#### [Texto apresentado]
O Olho Vivo, o programa de comentário político e económico da VISÃO, está de volta depois de um interregno estival neste verão quente, que de silly season não teve nada. “A situação em Agosto não foi silly, foi séria: tão séria que fez cair uma Ministra e que fez tremer outro Ministro. É preciso falar de borrões, de mata-borrões e de nódoas impossíveis de serem apagadas ou disfarçadas. O culminar de cinco meses de horribilis para António Costa”, enquadra a diretora Mafalda Anjos.
“Nunca, em tão pouco tempo, um governo de maioria absoluta teve tantos casos. Com a saída de Augusto Santos Silva e de Pedro Siza Vieira, nota-se a ausência de peso político e de gestão política do Governo. Como se viu no caso do despacho sobre o novo aeroporto, anunciado durante a ausência, no estrangeiro, do primeiro-ministro, e de que a sua n.º 2 e substituta, Mariana Vieira da Silva, terá sido a última a saber…”, destaca Filipe Luís, editor de política da VISÃO.
“Marta Temido não foi capaz de traduzir a popularidade nas sondagens em peso dentro do Governo para exigir mais recursos a António Costa”, aponta o jornalista Nuno Aguiar. “Já nos podemos rir do tempo que passámos a falar de Marta Temido como futura líder do PS? Deve ser a situação preferida de António Costa: elevar uma ministra sem peso e simular que ela tem responsável pela área?”
“Há várias lições a retirar desta saída”, comenta Mafalda Anjos. “É preciso evitar erros de avaliação, a popularidade não é garantia de uma boa pasta. Marta Temido sai pela porta pequena quando podia ter saído pela porta grande, com uma popularidade em alta e uma simpatia generalizada no fim do primeiro mandato. Fez um erro de auto-avaliação e foi mal-avaliada. Por outro lado, é preciso evitar esticar a corda da paciência das equipas e da tolerância dos portugueses. E é de evitar meter ideologia à frente dos resultados. As pessoas precisam de bons serviços de saúde e pouco lhes importa quem os presta. Por fim, é bom que António Costa perceba que uma maioria absoluta não confere uma carapaça inquebrável”, explica.

#### [Dados fornecidos]
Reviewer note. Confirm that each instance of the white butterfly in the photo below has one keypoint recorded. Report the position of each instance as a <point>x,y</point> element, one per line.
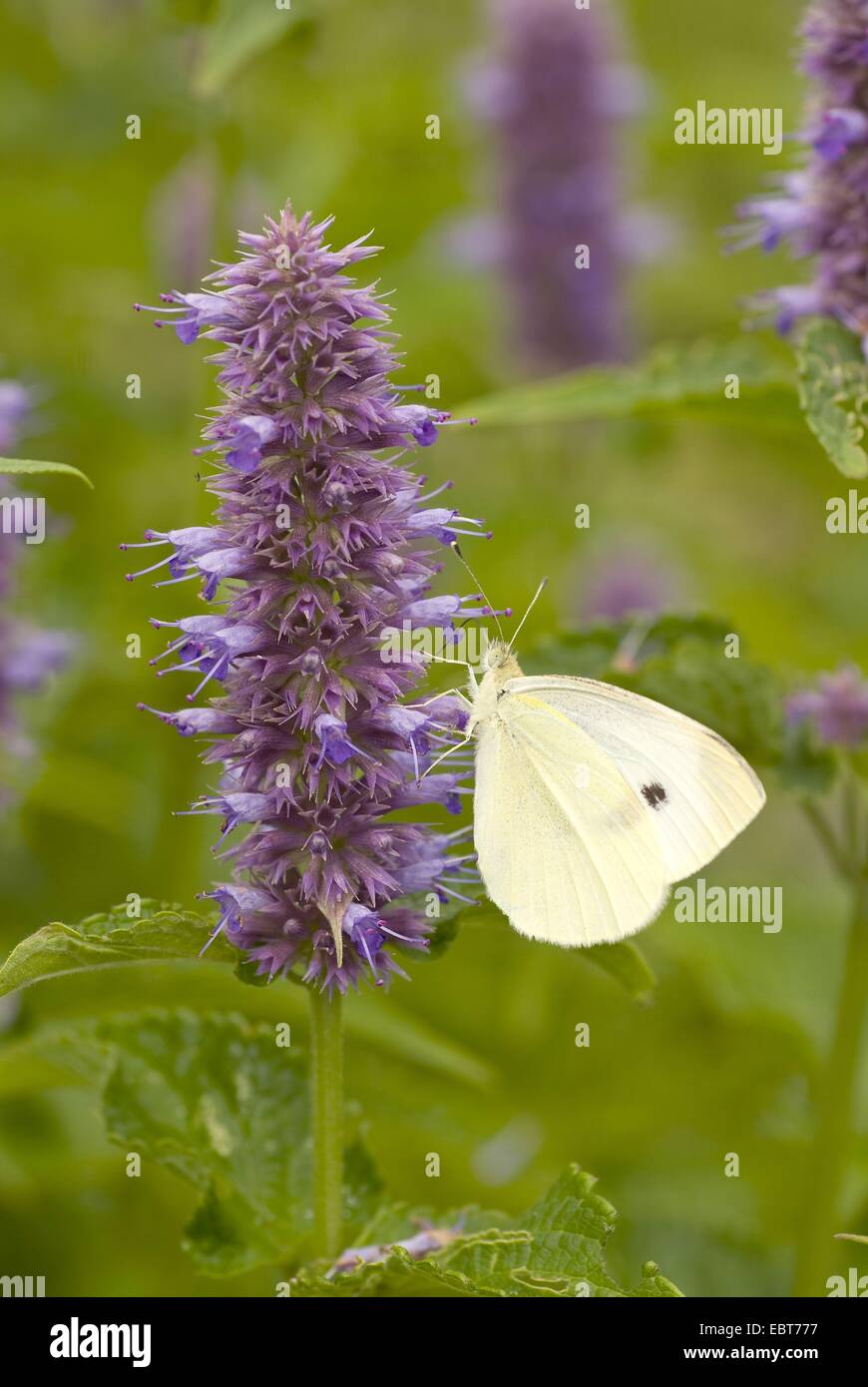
<point>591,802</point>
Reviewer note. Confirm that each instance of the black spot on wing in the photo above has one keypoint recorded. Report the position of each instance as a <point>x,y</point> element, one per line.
<point>653,795</point>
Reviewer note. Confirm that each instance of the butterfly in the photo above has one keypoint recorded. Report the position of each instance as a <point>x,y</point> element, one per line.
<point>591,800</point>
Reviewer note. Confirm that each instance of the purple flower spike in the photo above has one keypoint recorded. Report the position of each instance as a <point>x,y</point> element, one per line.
<point>821,210</point>
<point>838,707</point>
<point>555,99</point>
<point>322,543</point>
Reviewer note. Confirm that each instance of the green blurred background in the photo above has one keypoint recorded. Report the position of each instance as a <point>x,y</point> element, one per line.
<point>476,1057</point>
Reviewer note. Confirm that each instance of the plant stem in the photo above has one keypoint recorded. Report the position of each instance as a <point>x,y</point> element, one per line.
<point>828,1159</point>
<point>327,1120</point>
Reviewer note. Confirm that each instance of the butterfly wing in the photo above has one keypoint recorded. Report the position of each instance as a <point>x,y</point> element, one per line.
<point>696,788</point>
<point>565,846</point>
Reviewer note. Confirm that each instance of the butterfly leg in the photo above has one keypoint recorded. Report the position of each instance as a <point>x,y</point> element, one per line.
<point>448,752</point>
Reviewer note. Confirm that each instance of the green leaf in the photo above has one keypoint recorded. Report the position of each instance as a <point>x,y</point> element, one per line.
<point>238,32</point>
<point>679,662</point>
<point>222,1106</point>
<point>558,1248</point>
<point>833,393</point>
<point>160,934</point>
<point>27,466</point>
<point>690,376</point>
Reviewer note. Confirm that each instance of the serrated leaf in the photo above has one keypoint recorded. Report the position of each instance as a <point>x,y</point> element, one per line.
<point>160,934</point>
<point>671,376</point>
<point>217,1102</point>
<point>558,1248</point>
<point>29,466</point>
<point>833,393</point>
<point>240,31</point>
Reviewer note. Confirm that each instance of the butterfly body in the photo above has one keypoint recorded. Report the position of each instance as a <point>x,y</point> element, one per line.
<point>591,800</point>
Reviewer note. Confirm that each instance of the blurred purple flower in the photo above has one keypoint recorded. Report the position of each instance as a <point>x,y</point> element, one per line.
<point>28,655</point>
<point>326,543</point>
<point>555,97</point>
<point>182,217</point>
<point>626,584</point>
<point>821,210</point>
<point>838,707</point>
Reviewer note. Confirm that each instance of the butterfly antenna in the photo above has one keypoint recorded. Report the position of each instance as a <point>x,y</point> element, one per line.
<point>533,602</point>
<point>461,557</point>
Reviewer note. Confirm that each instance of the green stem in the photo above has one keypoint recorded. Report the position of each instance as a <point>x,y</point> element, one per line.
<point>828,1159</point>
<point>327,1117</point>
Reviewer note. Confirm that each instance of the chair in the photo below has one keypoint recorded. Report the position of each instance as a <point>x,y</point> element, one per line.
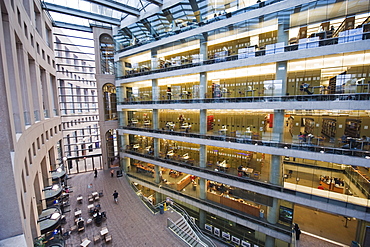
<point>96,238</point>
<point>256,175</point>
<point>88,222</point>
<point>81,225</point>
<point>108,238</point>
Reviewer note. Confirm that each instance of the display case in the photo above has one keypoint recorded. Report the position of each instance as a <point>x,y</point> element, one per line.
<point>352,128</point>
<point>329,127</point>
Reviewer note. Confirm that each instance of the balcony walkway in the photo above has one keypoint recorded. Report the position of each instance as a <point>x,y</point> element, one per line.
<point>129,222</point>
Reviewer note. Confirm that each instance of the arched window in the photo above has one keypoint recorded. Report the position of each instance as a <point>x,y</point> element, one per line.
<point>106,54</point>
<point>109,97</point>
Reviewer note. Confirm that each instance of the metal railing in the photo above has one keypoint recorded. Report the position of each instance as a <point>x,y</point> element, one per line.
<point>184,236</point>
<point>295,146</point>
<point>194,226</point>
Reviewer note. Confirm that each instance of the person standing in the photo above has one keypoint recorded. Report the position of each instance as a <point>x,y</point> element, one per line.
<point>115,196</point>
<point>297,231</point>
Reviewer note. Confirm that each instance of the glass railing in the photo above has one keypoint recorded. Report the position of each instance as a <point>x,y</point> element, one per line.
<point>275,227</point>
<point>256,99</point>
<point>126,45</point>
<point>27,118</point>
<point>346,201</point>
<point>257,53</point>
<point>296,146</point>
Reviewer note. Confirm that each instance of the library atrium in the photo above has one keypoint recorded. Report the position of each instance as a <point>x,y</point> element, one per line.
<point>250,117</point>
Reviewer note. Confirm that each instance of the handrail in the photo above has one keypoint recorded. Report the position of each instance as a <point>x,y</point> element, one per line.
<point>275,227</point>
<point>187,217</point>
<point>171,224</point>
<point>255,99</point>
<point>296,146</point>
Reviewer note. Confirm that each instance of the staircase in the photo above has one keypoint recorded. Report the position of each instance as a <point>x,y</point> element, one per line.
<point>183,230</point>
<point>186,229</point>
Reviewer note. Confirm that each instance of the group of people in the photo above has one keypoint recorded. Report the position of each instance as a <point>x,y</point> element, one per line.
<point>331,180</point>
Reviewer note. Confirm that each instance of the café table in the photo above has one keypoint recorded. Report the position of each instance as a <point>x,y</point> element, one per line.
<point>104,231</point>
<point>85,243</point>
<point>78,213</point>
<point>79,199</point>
<point>248,171</point>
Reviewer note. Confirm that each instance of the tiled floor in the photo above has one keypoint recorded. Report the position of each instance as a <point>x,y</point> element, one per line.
<point>129,222</point>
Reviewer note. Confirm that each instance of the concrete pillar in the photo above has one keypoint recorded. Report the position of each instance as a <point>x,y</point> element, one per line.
<point>276,176</point>
<point>156,147</point>
<point>202,188</point>
<point>155,119</point>
<point>278,126</point>
<point>155,90</point>
<point>202,218</point>
<point>281,78</point>
<point>123,118</point>
<point>203,51</point>
<point>203,156</point>
<point>157,175</point>
<point>202,85</point>
<point>158,197</point>
<point>203,121</point>
<point>154,61</point>
<point>283,27</point>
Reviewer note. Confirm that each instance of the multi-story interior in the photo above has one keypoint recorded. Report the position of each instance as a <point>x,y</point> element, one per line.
<point>252,117</point>
<point>31,136</point>
<point>78,99</point>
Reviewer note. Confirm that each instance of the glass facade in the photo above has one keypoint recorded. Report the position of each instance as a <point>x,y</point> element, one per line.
<point>259,110</point>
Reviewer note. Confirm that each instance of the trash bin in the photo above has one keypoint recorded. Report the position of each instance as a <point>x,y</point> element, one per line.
<point>119,173</point>
<point>262,213</point>
<point>161,209</point>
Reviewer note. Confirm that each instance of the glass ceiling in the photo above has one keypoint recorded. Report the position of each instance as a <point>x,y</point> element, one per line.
<point>96,7</point>
<point>158,18</point>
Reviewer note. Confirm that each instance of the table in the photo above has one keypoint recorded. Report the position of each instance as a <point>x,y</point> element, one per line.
<point>78,213</point>
<point>85,243</point>
<point>104,231</point>
<point>247,170</point>
<point>222,131</point>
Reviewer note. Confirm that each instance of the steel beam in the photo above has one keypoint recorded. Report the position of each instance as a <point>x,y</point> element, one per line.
<point>72,26</point>
<point>117,6</point>
<point>79,13</point>
<point>157,2</point>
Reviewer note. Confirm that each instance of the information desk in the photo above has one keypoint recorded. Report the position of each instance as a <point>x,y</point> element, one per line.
<point>183,182</point>
<point>144,169</point>
<point>332,187</point>
<point>237,204</point>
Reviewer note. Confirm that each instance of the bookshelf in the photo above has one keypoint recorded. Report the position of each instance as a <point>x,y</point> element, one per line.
<point>329,127</point>
<point>352,128</point>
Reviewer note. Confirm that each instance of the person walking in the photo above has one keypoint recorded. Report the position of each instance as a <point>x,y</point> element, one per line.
<point>115,196</point>
<point>297,231</point>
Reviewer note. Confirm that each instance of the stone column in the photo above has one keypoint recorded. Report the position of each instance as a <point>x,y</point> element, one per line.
<point>283,36</point>
<point>276,176</point>
<point>203,51</point>
<point>125,165</point>
<point>155,90</point>
<point>155,120</point>
<point>280,78</point>
<point>156,147</point>
<point>154,64</point>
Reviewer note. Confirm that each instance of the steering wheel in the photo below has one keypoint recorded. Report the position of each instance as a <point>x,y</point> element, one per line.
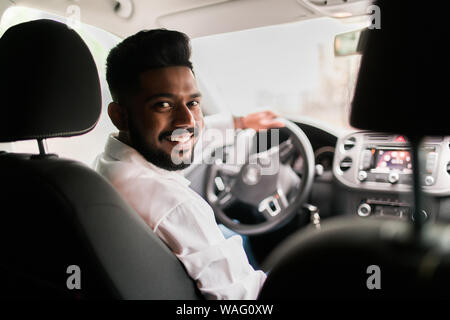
<point>265,180</point>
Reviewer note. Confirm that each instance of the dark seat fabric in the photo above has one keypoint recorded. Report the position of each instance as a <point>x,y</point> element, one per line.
<point>57,213</point>
<point>333,263</point>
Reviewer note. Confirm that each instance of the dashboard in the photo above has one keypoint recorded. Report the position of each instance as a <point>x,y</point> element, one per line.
<point>374,173</point>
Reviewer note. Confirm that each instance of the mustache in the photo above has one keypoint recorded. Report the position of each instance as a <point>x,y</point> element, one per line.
<point>192,130</point>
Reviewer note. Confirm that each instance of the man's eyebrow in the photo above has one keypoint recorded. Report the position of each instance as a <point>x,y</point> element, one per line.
<point>159,95</point>
<point>170,95</point>
<point>196,95</point>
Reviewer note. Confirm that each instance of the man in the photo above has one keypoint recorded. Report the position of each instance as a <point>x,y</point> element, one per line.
<point>157,111</point>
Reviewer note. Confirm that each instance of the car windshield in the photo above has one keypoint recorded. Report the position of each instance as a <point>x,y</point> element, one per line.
<point>288,68</point>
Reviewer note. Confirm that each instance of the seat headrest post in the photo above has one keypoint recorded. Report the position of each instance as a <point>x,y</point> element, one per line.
<point>42,144</point>
<point>416,215</point>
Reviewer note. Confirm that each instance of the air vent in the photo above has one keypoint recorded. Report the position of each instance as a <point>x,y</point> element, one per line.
<point>349,143</point>
<point>346,164</point>
<point>378,137</point>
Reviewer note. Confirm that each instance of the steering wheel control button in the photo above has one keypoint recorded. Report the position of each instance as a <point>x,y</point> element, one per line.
<point>219,183</point>
<point>423,216</point>
<point>393,177</point>
<point>346,164</point>
<point>270,204</point>
<point>431,162</point>
<point>364,210</point>
<point>252,175</point>
<point>362,176</point>
<point>429,180</point>
<point>366,159</point>
<point>349,143</point>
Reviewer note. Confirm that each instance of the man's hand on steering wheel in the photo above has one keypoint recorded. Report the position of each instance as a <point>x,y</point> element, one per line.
<point>253,184</point>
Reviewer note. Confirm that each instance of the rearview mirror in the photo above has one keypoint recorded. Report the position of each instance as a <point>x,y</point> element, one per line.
<point>349,43</point>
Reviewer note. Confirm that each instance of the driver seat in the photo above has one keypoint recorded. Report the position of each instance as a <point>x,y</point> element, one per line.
<point>58,213</point>
<point>353,258</point>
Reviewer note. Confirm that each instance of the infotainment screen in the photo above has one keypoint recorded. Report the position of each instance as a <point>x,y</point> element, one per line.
<point>393,159</point>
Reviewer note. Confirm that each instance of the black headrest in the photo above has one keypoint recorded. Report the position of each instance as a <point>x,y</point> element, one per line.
<point>403,79</point>
<point>49,85</point>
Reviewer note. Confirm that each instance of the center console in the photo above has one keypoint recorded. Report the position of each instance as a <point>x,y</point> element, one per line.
<point>375,172</point>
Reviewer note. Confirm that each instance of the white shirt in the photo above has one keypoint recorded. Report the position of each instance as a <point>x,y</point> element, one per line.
<point>183,220</point>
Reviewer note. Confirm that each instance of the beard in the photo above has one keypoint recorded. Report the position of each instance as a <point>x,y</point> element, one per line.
<point>157,156</point>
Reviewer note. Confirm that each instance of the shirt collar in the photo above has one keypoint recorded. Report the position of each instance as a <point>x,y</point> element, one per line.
<point>120,151</point>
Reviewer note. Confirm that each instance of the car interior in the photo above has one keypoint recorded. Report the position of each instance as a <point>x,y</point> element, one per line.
<point>364,165</point>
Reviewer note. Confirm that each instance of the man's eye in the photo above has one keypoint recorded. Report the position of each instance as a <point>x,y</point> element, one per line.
<point>193,104</point>
<point>162,105</point>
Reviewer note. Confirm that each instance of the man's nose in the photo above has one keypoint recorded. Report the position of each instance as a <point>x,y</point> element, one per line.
<point>183,117</point>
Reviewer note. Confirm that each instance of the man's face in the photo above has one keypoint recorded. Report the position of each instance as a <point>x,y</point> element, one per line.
<point>164,118</point>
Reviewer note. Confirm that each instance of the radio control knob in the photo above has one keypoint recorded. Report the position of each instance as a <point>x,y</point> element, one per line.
<point>362,175</point>
<point>364,210</point>
<point>393,177</point>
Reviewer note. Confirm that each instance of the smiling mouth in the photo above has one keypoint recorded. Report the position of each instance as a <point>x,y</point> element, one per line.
<point>180,138</point>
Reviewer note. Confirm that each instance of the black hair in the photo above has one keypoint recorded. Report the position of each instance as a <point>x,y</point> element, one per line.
<point>143,51</point>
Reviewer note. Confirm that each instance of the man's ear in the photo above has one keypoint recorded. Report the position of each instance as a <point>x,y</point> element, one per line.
<point>118,116</point>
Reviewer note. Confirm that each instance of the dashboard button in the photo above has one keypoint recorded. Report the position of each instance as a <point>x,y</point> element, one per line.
<point>362,175</point>
<point>429,180</point>
<point>393,177</point>
<point>364,210</point>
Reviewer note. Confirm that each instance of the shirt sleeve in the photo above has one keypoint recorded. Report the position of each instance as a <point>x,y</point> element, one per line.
<point>219,266</point>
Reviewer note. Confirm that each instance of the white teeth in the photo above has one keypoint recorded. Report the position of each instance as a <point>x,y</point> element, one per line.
<point>180,138</point>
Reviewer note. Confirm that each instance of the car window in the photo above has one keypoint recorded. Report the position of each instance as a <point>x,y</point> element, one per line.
<point>85,147</point>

#### [Perguntas]
A. Transcreva o trecho do texto sobre o Olho Vivo que vai desde "O Olho Vivo, o" até "diretora Mafalda Anjos.".
B. Para cada afirmação, diga se está de acordo com o texto sobre o Olho Vivo, respondendo sim ou não e citando as palavras exatas do texto que o mostram.
(i) Filipe Luís é editor de política da VISÃO.
(ii) É Nuno Aguiar quem diz que a popularidade não é garantia de uma boa pasta.
(iii) O despacho sobre o novo aeroporto foi anunciado enquanto o primeiro-ministro estava no estrangeiro.

#### [Respostas]
A.
O Olho Vivo, o programa de comentário político e económico da VISÃO, está de volta depois de um interregno estival neste verão quente, que de silly season não teve nada. “A situação em Agosto não foi silly, foi séria: tão séria que fez cair uma Ministra e que fez tremer outro Ministro. É preciso falar de borrões, de mata-borrões e de nódoas impossíveis de serem apagadas ou disfarçadas. O culminar de cinco meses de horribilis para António Costa”, enquadra a diretora Mafalda Anjos.

B.
(i) Sim: "destaca Filipe Luís, editor de política da VISÃO".
(ii) Não: "“Há várias lições a retirar desta saída”, comenta Mafalda Anjos. “É preciso evitar erros de avaliação, a popularidade não é garantia de uma boa pasta."
(iii) Sim: "anunciado durante a ausência, no estrangeiro, do primeiro-ministro".